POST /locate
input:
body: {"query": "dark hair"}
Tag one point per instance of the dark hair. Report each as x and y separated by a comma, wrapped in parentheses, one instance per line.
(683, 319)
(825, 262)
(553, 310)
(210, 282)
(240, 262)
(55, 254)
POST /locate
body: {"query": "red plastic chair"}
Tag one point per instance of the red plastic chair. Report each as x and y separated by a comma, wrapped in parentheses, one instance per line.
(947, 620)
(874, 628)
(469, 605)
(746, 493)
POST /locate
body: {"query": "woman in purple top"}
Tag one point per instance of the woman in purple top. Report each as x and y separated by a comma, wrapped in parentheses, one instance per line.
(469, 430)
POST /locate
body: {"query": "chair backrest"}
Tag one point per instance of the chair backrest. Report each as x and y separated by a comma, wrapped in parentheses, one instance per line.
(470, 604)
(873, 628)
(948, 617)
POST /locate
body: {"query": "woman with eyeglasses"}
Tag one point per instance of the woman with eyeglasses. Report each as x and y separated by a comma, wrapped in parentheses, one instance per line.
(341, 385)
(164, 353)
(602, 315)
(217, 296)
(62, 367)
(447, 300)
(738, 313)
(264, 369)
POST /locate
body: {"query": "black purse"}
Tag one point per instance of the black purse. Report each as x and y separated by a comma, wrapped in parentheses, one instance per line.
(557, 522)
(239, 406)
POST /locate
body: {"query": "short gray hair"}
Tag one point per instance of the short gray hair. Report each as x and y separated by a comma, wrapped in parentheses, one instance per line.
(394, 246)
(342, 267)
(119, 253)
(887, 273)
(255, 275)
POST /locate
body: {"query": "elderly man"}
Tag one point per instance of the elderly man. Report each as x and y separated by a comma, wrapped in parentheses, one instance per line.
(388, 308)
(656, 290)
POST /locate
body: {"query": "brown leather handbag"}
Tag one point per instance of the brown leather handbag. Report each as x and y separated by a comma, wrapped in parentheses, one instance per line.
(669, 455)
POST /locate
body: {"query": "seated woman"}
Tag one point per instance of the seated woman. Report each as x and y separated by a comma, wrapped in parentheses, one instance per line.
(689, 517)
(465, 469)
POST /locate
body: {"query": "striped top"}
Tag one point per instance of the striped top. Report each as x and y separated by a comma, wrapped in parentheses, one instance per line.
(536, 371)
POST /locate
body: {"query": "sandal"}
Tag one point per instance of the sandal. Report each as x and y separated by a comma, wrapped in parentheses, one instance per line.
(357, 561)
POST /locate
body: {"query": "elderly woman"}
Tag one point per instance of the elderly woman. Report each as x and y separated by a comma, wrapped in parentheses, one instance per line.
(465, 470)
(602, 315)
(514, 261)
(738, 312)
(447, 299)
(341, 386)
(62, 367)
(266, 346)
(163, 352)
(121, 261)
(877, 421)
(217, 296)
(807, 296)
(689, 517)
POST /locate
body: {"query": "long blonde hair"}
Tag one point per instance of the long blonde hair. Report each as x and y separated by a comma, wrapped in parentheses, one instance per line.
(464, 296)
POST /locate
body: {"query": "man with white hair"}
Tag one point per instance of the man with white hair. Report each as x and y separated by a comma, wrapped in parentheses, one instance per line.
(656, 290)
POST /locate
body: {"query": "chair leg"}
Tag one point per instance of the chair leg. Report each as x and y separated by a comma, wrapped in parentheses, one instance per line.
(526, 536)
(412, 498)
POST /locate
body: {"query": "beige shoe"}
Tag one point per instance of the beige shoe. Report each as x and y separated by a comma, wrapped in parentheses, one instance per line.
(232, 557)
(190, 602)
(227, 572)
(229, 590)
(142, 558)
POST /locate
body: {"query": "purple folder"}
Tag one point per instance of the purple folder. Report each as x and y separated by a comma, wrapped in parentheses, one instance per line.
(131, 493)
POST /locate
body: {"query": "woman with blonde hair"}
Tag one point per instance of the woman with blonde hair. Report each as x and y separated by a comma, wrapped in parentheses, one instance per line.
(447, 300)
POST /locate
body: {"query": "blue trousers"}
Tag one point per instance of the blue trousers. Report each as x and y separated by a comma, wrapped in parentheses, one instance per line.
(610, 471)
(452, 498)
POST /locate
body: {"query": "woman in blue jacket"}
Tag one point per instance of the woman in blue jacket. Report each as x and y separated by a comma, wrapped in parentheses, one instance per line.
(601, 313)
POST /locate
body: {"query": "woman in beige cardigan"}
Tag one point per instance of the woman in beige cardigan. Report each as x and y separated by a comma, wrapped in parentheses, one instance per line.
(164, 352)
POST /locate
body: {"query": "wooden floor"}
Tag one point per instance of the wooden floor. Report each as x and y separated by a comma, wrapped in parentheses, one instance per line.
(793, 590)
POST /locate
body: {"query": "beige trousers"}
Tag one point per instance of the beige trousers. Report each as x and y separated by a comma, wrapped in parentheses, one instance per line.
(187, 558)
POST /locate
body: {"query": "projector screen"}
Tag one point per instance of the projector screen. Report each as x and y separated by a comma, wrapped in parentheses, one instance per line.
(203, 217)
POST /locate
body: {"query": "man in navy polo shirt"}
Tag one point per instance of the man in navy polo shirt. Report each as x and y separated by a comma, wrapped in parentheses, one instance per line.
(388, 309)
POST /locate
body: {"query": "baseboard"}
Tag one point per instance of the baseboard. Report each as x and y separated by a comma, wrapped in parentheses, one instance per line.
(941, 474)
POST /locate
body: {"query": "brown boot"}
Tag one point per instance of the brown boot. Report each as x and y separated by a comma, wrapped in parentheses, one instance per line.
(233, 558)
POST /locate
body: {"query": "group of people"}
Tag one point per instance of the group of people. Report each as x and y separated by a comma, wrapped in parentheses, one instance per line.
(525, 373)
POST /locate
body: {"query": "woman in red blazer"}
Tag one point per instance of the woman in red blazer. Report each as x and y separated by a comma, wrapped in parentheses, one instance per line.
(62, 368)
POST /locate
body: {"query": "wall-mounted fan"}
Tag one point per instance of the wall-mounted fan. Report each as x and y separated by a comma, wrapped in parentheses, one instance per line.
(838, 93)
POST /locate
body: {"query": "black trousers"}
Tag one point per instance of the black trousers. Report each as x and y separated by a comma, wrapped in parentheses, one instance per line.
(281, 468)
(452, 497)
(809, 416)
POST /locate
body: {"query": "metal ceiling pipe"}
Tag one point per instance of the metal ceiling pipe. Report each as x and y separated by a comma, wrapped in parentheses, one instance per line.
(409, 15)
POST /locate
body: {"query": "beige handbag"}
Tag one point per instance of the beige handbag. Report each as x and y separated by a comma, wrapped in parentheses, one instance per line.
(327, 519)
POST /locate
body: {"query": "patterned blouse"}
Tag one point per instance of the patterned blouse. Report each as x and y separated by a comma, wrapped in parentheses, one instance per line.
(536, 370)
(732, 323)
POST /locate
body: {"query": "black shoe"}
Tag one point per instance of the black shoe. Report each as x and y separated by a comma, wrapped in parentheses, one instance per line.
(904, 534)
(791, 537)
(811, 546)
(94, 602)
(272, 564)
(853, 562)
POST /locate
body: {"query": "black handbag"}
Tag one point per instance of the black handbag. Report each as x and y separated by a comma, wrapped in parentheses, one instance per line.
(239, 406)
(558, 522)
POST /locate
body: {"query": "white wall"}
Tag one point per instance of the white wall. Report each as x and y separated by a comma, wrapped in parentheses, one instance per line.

### Instructions to follow
Print the material once more, exactly.

### Output for this task
POST /locate
input:
body: {"query": "dark hair"}
Tag one point per instance of the dark hair. Report each as x and y separated by a comma, wrapped in parentheses, one instance per line.
(683, 319)
(825, 262)
(553, 310)
(210, 282)
(240, 262)
(55, 254)
POST /locate
body: {"query": "red plastic chair"}
Tag one point per instance of the red plastic chair. Report each as x and y separated by a comma, wrapped in parentheses, one instance per line.
(947, 620)
(874, 628)
(469, 605)
(746, 493)
POST /locate
body: {"query": "woman in purple top"}
Tag one point per instance of the woman in purple top. Report each as x and y separated by a comma, wrapped in parentheses, one instance per line.
(469, 430)
POST /locate
body: {"query": "chair backrest"}
Tag one point per instance of the chair backrest. Report each as x and y separated by a comma, wrapped in parentheses, one instance per line.
(470, 604)
(873, 628)
(948, 617)
POST /locate
body: {"query": "woman with eyeglasses"}
Tag one point per instance of the woman with eyeglasses. Report each as x and y separated by a comma, wrapped in parentheses, one instance per line.
(341, 385)
(164, 353)
(602, 315)
(217, 296)
(62, 367)
(447, 300)
(738, 313)
(264, 369)
POST /locate
body: {"query": "black purse"}
Tag one point per instance of the black purse. Report each as x and y separated by a comma, wrapped in parentheses, one instance per line.
(557, 522)
(239, 406)
POST /locate
body: {"query": "short gray hair"}
Tag one point per instance of the short gray hair. Report each as x and y separated by a comma, wrapped in parentheses, one instance per line.
(394, 246)
(342, 267)
(119, 253)
(887, 273)
(255, 275)
POST /locate
body: {"query": "elderly man"}
Tag one point per instance of the elderly man. Report each as x and y separated by a comma, wrapped in parentheses, one instance per line.
(388, 308)
(656, 290)
POST /locate
body: {"query": "brown leather handbag"}
Tag one point per instance of the brown leather handbag. Report each as x and y separated by a comma, wrapped in parentheses, one instance per line.
(669, 455)
POST /locate
body: {"query": "seated woman"}
Tag one point per instance of the seated woman. Report each as x and y separated by a comma, wrapped in parentheses, one instance per line.
(689, 517)
(465, 469)
POST /locate
body: {"query": "striped top"}
Tag one point per instance of the striped top. Report each as x and y separated by a comma, wrapped in parentheses, one instance per line.
(536, 371)
POST /locate
body: {"query": "sandal"}
Tag one point per instance of the sandal. Report each as x and y separated by a comma, wrapped in parentheses, one instance per line.
(357, 561)
POST /locate
body: {"query": "elderly woman"}
Tag one point per instance of the elderly woman. Report each as x and y separated by a comma, wrapped in parentheses, one instance per line.
(465, 470)
(602, 315)
(514, 261)
(738, 312)
(447, 299)
(341, 386)
(62, 367)
(266, 346)
(163, 352)
(121, 261)
(877, 421)
(217, 296)
(807, 296)
(689, 517)
POST /locate
body: {"query": "long blonde hair"}
Tag one point per instance of the long blonde hair. Report each as x and y separated by a comma, wrapped in parentheses, one instance per line.
(464, 296)
POST /locate
body: {"query": "man with white hair"}
Tag one point per instance of the man with white hair. Report each as x and y separated by a comma, wrapped in parentheses, one instance per line.
(656, 290)
POST /locate
body: {"query": "chair leg"}
Tag one point per instance of the chair leg. Report each as x and y separated by a comma, wrapped in parentheses, one instance per line.
(526, 536)
(412, 498)
POST /locate
body: {"query": "beige shoe"}
Tag one point per instance of the beige shoe. Report each as x and y separated by a comma, wrapped in parentheses, one instance per line.
(232, 557)
(190, 602)
(227, 572)
(229, 590)
(142, 558)
POST /locate
body: {"query": "purple folder"}
Tag one point per instance of the purple folder. Report each as x and y separated by a comma, wrapped in parentheses, one instance per line.
(131, 493)
POST /locate
body: {"query": "woman with blonde hair"}
Tag one point per instance of the woman with blonde hair. Report each as x and y separated by a comma, wrapped in parentheses, one instance per line.
(447, 300)
POST /locate
body: {"query": "blue trousers"}
Tag one point per instance of the blue trousers. Report each as x and y separated by a comma, wrapped in parentheses, one instance per line.
(610, 471)
(452, 498)
POST /locate
body: {"query": "woman in blue jacket"}
Tag one point per instance of the woman in blue jacket. Report each as x and y separated by a comma, wrapped in parentheses, one instance per line.
(601, 313)
POST /locate
body: {"query": "woman in beige cardigan"}
Tag one point per instance of the woman in beige cardigan. Report each as x and y separated by a comma, wrapped in parentheses, one instance per line.
(164, 352)
POST /locate
body: {"query": "wooden floor"}
Tag one point per instance of the wooden floor. Report each as x and y separated by a comma, wrapped in parentheses, one instance per line.
(793, 590)
POST /locate
body: {"query": "beige trousers"}
Tag one point per instance of the beige trousers. Report each as x and y separated by a comma, wrapped in parentheses, one instance per line.
(187, 558)
POST /locate
body: {"query": "projector screen"}
Tag one point per instance of the projector screen. Report each as x and y separated by a comma, wrapped in parentheses, one instance per line.
(203, 217)
POST /locate
body: {"query": "man in navy polo shirt"}
Tag one point per instance of the man in navy polo shirt. Report each as x and y separated by a comma, wrapped in parentheses, one instance per line.
(388, 309)
POST /locate
body: {"query": "baseboard"}
Tag one point per instance of the baseboard. Report each as x and y separated by a comma, wrapped in parentheses, one instance per line.
(941, 474)
POST /locate
body: {"query": "brown boot"}
Tag one point per instance of the brown boot. Report each as x and y separated by a comma, wrapped in parentheses, one instance per line.
(233, 558)
POST /locate
body: {"query": "group of people"}
Tag one point per instance of the group of people. Report each as x and y separated by a comma, wrapped in parentheses, one instance per line.
(525, 373)
POST /locate
body: {"query": "woman in red blazer"}
Tag one point per instance of the woman in red blazer. Report each as x and y separated by a comma, wrapped in parentheses, one instance per line.
(62, 368)
POST /locate
body: {"query": "wall-mounted fan"}
Tag one point per instance of the wall-mounted fan. Report each as x and y separated by a comma, wrapped in parentheses, one instance per line.
(838, 93)
POST /locate
body: {"query": "black trousers"}
Tag one point per instance of the black trousers. Report each as x and y separated by a comma, wrapped in parentheses, one instance per line.
(281, 468)
(452, 497)
(809, 416)
POST /locate
body: {"query": "metal ceiling pipe"}
Tag one point per instance of the metal ceiling pipe. Report each as x and y separated by a comma, wrapped in parentheses, one instance per line.
(409, 15)
POST /locate
body: {"query": "beige handbag"}
Tag one point per instance of the beige handbag. Report each as x and y separated by a comma, wrapped in parentheses, one instance per line.
(327, 519)
POST /locate
body: {"query": "patterned blouse"}
Tag one point per instance of the patterned blouse. Report each as x and y separated by a comma, wrapped in parentheses, one instance per line.
(536, 370)
(732, 323)
POST /locate
body: {"query": "black shoe"}
Tag one point per instance of the black shoe. Report each as x and y separated by a comma, wrapped in parentheses, one instance per line.
(904, 534)
(791, 537)
(811, 546)
(94, 602)
(272, 564)
(853, 562)
POST /locate
body: {"query": "black handbag"}
Tag one point per instance of the black handbag. Report each as x and y separated by a comma, wrapped in parentheses, one instance per line.
(239, 406)
(558, 522)
POST /locate
body: {"query": "white wall"}
Tag one point per instance of the white wall. Report each as x and y separated by a comma, wrapped in parentheses, one instance per line.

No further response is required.